Entries on locating named things
──────────────────────────────

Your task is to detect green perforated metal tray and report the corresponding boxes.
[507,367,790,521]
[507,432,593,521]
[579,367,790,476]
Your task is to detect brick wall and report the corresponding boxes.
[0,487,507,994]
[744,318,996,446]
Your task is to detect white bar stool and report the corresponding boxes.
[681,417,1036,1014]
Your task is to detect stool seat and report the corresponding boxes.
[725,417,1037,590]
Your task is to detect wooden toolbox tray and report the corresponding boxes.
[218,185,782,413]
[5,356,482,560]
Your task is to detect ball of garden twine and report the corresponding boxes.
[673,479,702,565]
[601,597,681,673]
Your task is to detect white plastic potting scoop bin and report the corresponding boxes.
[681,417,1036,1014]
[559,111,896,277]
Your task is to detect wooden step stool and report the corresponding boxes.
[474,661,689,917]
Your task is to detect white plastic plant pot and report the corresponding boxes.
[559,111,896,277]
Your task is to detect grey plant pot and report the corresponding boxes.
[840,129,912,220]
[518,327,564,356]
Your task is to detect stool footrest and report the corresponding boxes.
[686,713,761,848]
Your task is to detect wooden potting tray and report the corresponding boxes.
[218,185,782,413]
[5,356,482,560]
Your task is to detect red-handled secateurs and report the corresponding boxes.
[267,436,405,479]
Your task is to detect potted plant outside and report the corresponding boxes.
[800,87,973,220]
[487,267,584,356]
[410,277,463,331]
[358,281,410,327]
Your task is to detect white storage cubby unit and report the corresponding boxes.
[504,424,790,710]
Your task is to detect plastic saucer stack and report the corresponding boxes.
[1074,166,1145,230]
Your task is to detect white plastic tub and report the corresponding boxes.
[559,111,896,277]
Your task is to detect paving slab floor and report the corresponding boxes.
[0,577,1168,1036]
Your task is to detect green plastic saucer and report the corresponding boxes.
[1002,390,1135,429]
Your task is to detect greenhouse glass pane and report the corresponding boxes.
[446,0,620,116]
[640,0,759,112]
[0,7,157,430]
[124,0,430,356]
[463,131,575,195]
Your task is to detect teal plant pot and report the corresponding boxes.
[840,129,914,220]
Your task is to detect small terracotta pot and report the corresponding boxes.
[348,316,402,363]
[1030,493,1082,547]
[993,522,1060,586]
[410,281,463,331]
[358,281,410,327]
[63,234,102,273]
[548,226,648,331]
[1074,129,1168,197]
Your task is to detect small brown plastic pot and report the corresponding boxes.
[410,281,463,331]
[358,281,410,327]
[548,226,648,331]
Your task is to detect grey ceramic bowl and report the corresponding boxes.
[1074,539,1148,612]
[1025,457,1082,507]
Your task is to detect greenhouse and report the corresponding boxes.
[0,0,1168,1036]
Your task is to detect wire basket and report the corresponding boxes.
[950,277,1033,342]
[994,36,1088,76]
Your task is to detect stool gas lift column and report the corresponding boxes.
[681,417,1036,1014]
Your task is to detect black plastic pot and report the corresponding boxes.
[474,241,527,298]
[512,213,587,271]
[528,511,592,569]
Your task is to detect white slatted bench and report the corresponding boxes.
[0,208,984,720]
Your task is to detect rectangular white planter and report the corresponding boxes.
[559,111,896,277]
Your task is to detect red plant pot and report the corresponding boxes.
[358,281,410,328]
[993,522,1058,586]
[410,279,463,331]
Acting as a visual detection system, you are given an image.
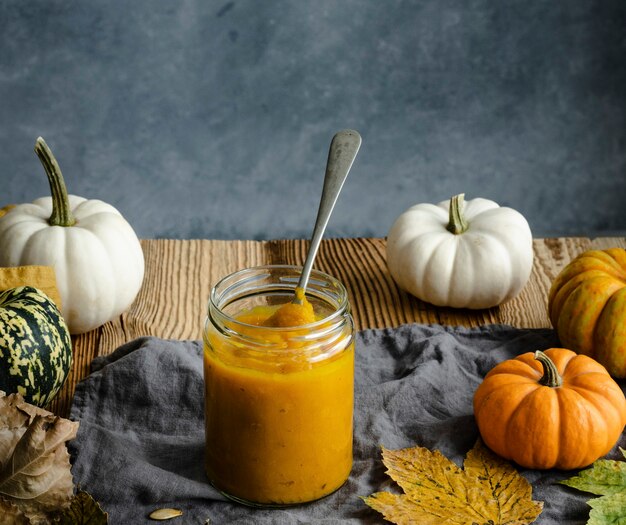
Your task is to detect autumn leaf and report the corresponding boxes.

──────────────────────────────

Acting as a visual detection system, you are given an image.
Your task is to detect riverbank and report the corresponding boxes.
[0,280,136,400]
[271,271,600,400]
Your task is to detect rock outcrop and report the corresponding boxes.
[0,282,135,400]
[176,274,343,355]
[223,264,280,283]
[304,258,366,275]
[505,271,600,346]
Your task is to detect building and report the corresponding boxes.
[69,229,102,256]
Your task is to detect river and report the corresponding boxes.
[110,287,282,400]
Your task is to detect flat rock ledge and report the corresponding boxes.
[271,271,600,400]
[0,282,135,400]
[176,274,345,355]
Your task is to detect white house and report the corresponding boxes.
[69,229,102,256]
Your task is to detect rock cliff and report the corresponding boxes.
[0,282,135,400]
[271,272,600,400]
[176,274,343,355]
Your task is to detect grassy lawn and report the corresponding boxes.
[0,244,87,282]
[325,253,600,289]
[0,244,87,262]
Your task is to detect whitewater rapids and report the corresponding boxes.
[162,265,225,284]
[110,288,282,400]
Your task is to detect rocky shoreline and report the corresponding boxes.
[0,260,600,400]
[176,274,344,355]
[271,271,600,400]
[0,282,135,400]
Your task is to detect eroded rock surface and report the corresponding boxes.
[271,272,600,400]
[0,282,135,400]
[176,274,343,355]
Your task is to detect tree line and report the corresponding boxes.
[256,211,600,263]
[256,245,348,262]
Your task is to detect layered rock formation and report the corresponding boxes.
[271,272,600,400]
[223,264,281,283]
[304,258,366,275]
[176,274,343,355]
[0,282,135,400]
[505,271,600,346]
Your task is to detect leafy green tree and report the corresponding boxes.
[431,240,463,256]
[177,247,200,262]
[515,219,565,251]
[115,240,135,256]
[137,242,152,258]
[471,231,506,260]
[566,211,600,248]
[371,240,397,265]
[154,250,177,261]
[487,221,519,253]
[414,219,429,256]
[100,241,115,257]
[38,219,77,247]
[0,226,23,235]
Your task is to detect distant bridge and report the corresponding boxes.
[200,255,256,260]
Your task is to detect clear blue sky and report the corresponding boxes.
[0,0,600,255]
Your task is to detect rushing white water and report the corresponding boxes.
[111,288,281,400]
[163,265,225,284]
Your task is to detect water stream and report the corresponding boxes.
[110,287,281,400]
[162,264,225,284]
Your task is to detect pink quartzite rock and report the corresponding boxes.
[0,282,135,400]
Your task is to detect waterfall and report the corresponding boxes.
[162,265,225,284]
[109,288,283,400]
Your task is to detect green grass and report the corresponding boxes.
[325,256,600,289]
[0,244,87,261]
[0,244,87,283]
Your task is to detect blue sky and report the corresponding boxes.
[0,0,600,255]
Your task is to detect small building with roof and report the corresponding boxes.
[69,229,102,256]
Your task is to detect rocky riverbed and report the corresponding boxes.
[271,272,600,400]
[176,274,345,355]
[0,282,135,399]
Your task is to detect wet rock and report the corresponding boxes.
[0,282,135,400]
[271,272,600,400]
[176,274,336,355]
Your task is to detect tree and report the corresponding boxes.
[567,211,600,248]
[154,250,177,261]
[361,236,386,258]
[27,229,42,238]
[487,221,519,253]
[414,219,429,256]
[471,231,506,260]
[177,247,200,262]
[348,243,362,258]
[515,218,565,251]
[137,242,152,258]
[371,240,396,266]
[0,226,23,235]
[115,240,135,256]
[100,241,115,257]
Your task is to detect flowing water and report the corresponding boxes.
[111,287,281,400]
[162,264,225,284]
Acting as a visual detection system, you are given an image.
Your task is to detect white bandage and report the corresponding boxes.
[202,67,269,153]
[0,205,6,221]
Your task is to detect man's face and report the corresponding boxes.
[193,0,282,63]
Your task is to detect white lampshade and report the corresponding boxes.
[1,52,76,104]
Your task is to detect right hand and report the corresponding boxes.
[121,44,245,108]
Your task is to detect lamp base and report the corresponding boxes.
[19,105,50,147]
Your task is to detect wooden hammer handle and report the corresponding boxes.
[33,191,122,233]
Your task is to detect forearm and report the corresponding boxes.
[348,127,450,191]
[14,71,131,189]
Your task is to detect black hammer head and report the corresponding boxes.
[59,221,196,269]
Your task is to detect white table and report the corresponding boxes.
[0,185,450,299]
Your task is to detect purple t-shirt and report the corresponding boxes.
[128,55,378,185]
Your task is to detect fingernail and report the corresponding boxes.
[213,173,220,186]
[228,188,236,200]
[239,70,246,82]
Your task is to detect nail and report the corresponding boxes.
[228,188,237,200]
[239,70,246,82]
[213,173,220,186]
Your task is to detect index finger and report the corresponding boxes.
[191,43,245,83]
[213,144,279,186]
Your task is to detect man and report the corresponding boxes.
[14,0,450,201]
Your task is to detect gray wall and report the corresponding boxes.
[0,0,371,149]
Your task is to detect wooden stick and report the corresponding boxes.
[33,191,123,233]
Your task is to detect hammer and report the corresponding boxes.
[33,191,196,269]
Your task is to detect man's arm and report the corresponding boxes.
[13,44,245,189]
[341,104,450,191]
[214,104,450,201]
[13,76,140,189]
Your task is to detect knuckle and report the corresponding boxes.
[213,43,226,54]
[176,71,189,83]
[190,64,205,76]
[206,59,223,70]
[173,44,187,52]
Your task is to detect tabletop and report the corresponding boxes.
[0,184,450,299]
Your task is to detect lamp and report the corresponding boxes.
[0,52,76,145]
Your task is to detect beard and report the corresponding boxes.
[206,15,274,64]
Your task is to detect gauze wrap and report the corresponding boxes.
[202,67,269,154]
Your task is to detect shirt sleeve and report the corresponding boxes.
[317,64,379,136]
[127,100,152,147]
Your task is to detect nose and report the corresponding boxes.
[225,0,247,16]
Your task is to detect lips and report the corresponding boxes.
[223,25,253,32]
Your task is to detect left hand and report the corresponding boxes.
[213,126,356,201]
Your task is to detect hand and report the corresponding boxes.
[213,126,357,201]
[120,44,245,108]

──────────────────────────────

Copy the items from the line with "Your task is to detect wooden potting" up to and including the line with "[0,0,1168,1036]", keeping every line unchanged.

#### [Task result]
Your task is to detect wooden potting tray and report the corresponding boxes.
[218,185,782,413]
[5,356,482,560]
Your task is to detect red-handled secateurs and report the corresponding boxes.
[267,436,405,479]
Your task is to detect potted plant outside and report the corresponding boxes.
[800,87,973,220]
[487,267,584,356]
[410,277,463,331]
[358,281,410,327]
Your task is to detect white storage cubby unit and report the corresponding boxes.
[504,424,790,710]
Your task is to detect plastic saucer stack and report the corresponding boxes.
[1074,166,1145,230]
Your task is to detect white plastic tub and report the corresponding boxes.
[559,111,896,277]
Your task is to detect paving slab floor and report the corresponding boxes.
[0,577,1168,1036]
Your task is to detect green plastic saucer and report the corresponding boxes.
[1002,390,1135,429]
Your task is to detect greenhouse glass pane and report the corresponding boxes.
[446,0,620,116]
[640,0,759,112]
[0,7,157,430]
[124,0,430,356]
[463,131,575,195]
Your task is to detect teal plant pot and report the corresponding boxes.
[840,129,914,220]
Your task is to detect small terracotta pot and report the corresponding boxes.
[348,316,402,363]
[1030,493,1082,547]
[993,522,1060,586]
[410,281,463,331]
[358,281,410,327]
[63,234,102,273]
[548,226,648,331]
[1074,129,1168,197]
Your task is to detect small brown plastic pot and report the corresponding boxes.
[410,281,463,331]
[358,281,410,327]
[548,226,648,331]
Your task is to detect grey ceramic bowl and report the corresponding boxes.
[1074,539,1148,612]
[1025,457,1082,507]
Your task is to detect greenhouse and report the corresponding boxes.
[0,0,1168,1036]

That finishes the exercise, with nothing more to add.